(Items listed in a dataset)
++++++++++

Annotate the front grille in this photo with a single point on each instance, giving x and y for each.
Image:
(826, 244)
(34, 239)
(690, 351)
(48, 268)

++++++++++

Each entry must be output exactly as it was written.

Annotate the front grille in this photo with a single point on each instance, giving x and y for each.
Image:
(826, 244)
(34, 239)
(690, 351)
(48, 268)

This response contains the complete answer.